> _Directions_
Every record must appear in your reply exactly as written.
** Material provided follows **
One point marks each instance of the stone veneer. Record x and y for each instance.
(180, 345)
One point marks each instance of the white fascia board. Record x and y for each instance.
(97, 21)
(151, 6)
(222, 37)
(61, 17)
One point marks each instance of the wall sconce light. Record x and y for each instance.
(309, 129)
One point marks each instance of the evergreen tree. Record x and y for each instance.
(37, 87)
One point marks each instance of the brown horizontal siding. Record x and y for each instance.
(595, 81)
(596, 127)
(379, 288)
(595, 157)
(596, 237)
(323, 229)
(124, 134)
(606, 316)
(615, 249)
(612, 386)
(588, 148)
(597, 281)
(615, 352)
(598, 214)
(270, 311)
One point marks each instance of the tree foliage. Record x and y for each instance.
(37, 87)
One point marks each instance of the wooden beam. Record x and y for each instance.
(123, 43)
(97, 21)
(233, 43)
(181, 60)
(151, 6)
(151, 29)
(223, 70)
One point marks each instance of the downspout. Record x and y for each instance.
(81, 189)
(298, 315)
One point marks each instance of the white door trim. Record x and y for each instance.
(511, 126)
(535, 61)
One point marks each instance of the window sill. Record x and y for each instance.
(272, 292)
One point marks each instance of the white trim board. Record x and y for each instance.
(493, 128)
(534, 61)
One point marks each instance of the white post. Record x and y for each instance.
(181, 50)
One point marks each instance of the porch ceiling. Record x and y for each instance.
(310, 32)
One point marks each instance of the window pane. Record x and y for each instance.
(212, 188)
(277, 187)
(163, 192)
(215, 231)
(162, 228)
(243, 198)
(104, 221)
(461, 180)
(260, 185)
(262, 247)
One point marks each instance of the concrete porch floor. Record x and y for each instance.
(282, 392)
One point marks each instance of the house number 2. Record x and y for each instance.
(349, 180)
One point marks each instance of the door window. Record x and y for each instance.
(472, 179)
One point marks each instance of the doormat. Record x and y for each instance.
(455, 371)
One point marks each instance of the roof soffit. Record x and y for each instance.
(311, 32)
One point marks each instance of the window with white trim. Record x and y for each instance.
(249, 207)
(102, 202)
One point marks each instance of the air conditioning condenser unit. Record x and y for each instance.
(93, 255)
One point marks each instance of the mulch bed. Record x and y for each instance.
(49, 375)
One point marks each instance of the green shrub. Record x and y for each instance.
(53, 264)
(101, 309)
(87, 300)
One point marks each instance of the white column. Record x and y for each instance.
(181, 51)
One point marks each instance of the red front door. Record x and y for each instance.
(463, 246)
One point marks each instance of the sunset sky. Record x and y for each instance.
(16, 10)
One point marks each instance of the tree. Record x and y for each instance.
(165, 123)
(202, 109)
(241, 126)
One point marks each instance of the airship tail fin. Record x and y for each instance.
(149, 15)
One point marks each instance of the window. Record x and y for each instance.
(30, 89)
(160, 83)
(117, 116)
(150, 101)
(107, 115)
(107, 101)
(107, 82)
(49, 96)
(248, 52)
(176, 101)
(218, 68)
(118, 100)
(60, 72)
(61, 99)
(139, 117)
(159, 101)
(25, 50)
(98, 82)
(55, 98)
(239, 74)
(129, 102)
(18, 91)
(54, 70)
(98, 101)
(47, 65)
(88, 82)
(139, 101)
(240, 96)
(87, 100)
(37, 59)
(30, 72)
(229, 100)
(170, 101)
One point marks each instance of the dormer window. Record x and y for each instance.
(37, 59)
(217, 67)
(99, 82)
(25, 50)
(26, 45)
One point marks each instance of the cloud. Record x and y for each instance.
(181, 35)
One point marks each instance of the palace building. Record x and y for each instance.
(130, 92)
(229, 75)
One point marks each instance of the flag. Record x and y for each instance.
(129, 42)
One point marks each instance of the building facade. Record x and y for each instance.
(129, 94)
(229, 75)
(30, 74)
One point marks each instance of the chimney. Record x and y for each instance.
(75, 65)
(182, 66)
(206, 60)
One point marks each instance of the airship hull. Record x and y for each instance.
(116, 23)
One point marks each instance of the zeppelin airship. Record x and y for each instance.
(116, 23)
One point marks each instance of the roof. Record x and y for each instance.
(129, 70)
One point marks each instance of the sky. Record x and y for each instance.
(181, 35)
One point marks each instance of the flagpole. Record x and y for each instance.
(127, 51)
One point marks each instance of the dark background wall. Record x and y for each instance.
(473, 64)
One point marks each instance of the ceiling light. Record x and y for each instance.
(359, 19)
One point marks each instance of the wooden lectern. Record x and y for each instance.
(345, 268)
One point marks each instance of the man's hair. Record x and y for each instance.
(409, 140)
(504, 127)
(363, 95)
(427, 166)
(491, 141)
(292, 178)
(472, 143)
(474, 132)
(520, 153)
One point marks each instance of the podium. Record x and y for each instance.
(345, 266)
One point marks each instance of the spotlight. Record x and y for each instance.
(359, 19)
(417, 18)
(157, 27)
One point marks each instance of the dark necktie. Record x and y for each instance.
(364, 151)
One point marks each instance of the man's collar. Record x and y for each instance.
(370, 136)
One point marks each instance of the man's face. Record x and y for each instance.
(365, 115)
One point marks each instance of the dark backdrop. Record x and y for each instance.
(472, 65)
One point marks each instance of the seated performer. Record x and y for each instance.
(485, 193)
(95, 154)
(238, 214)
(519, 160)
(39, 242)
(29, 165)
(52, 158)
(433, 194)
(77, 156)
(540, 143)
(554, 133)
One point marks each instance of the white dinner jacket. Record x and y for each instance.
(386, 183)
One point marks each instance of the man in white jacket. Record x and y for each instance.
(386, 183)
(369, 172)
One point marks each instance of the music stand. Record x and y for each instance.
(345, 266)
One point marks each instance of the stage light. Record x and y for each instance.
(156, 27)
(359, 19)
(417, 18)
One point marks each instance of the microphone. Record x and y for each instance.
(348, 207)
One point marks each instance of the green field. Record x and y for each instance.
** End of Material provided **
> _Exercise solution_
One point marks each instance of the stone veneer. Record x and y for each instance.
(180, 345)
One point marks each instance of the white fascia board. Record x and y for each instance.
(97, 21)
(151, 6)
(222, 37)
(61, 17)
One point marks each instance of the wall sconce light. Record x and y for each instance.
(309, 129)
One point marks each instance of the evergreen tree. Record x and y for each instance.
(37, 87)
One point marks each instance of the brown horizontal siding. Record x and y for each instance.
(595, 81)
(596, 127)
(379, 288)
(595, 157)
(596, 237)
(323, 229)
(124, 134)
(606, 316)
(615, 249)
(612, 386)
(588, 148)
(597, 281)
(615, 352)
(598, 214)
(270, 311)
One point marks each instance of the tree foliage. Record x and y for each instance.
(37, 87)
One point marks each instance of the wooden beam. Record x and y for each instance.
(123, 43)
(97, 21)
(233, 43)
(181, 60)
(151, 6)
(151, 29)
(223, 70)
One point marks each instance of the downspout. Record x and y for each instance.
(81, 189)
(298, 315)
One point marks each instance of the white door trim. Record x and y for each instance.
(511, 126)
(535, 61)
One point marks each instance of the window sill. Record x and y for each instance.
(272, 292)
One point marks each instance of the white trim board. Record x and y for each instance.
(493, 128)
(534, 61)
One point marks each instance of the white post. Record x and y for each instance.
(181, 50)
One point marks each instance of the porch ceiling. Record x and y for each instance.
(310, 32)
One point marks each instance of the window pane. Record x and y for each instance.
(212, 188)
(277, 187)
(163, 192)
(215, 231)
(162, 228)
(243, 198)
(104, 221)
(461, 180)
(260, 185)
(262, 247)
One point marks each instance of the concrete porch floor. Record x and y for each instance.
(282, 392)
One point marks each instance of the house number 2. Record x and y for each instance.
(349, 180)
One point marks each instance of the door window. Record x and y for each instance.
(472, 179)
One point marks each instance of the doormat. Record x and y for each instance.
(455, 371)
One point marks each instance of the roof soffit. Record x and y for each instance.
(311, 32)
One point marks each instance of the window with white trim. Record x and y for each instance.
(249, 207)
(102, 202)
One point marks each instance of the air conditioning condenser unit. Record x and y for each instance.
(93, 255)
One point marks each instance of the mulch bed. Record x and y for each instance.
(49, 375)
One point marks each instance of the green shrub. Record x and y for each instance.
(53, 264)
(101, 309)
(87, 300)
One point marks each instance of the white column. Record x and y for each instance.
(181, 51)
One point marks each instance of the red front door. Record x and y for each instance.
(463, 246)
One point marks each instance of the sunset sky. Record x and y for each instance.
(16, 10)
One point marks each instance of the tree. Record x and y for each instance.
(165, 123)
(202, 109)
(241, 126)
One point marks each instance of the airship tail fin. Record x and y for each instance.
(149, 15)
One point marks each instance of the window. Record x and y for each instance.
(30, 89)
(160, 83)
(117, 116)
(150, 101)
(107, 115)
(107, 101)
(107, 82)
(49, 96)
(248, 52)
(176, 101)
(218, 68)
(118, 100)
(60, 72)
(61, 99)
(139, 117)
(159, 101)
(25, 50)
(98, 82)
(55, 98)
(239, 74)
(129, 102)
(18, 91)
(54, 70)
(98, 101)
(47, 65)
(88, 82)
(139, 101)
(240, 96)
(87, 100)
(37, 59)
(30, 72)
(229, 100)
(170, 101)
One point marks each instance of the dormer window. Record x and y for each instance.
(37, 59)
(217, 67)
(99, 82)
(25, 50)
(26, 45)
One point marks each instance of the cloud. Record x and y for each instance.
(181, 35)
One point marks each instance of the palace building. Record x and y for each instance.
(130, 92)
(229, 75)
One point marks each instance of the flag. Record x and y for each instance.
(129, 42)
One point marks each instance of the building facade. Record x and y for each instance.
(129, 94)
(229, 75)
(30, 74)
One point marks each instance of the chimney. Record x and y for each instance.
(75, 65)
(182, 66)
(206, 60)
One point marks each instance of the airship hull. Record x and y for each instance.
(116, 23)
One point marks each instance of the zeppelin airship. Record x and y for each instance.
(116, 23)
One point marks each instance of the roof. Record x and y for each instance.
(129, 70)
One point marks each instance of the sky. Record x and y for each instance.
(181, 35)
One point marks each instance of the flagpole. Record x and y for each instance.
(127, 51)
One point marks each instance of the dark background wall. Record x and y for each instance.
(473, 64)
One point marks each instance of the ceiling light. Record x and y for each instance.
(359, 19)
One point marks each instance of the wooden lectern. Record x and y for each instance.
(345, 268)
One point marks each instance of the man's hair. Record x and y for each instance.
(409, 140)
(504, 127)
(363, 95)
(427, 166)
(491, 141)
(292, 178)
(472, 143)
(474, 132)
(520, 153)
One point marks each instance of the podium. Record x and y for each instance.
(345, 266)
One point marks each instance of the spotlight. Record x and y for each instance.
(359, 19)
(417, 18)
(157, 27)
One point marks each instance of the dark necktie. Record x and y for each instance.
(364, 151)
One point marks each instance of the man's collar. Record x and y for each instance.
(370, 136)
One point marks each instance of the man's face. Record x and y for each instance.
(365, 115)
One point marks each instance of the dark backdrop. Record x and y for each instance.
(472, 65)
One point marks each instance of the seated performer. Record x and y for each instance.
(485, 193)
(95, 154)
(238, 214)
(519, 160)
(39, 242)
(29, 165)
(52, 158)
(433, 194)
(77, 156)
(540, 143)
(554, 133)
One point marks each instance of the white dinner jacket. Record x and y for each instance.
(386, 183)
One point marks each instance of the man in white jacket. Record x and y for each instance.
(386, 183)
(369, 172)
One point marks each instance of the music stand. Record x and y for each instance.
(345, 266)
One point marks each instance of the stage light. Record x and y for each instance.
(156, 27)
(359, 19)
(417, 18)
One point marks each instance of the microphone. Record x and y for each instance.
(348, 207)
One point marks each instance of the green field. Record x and y for each instance.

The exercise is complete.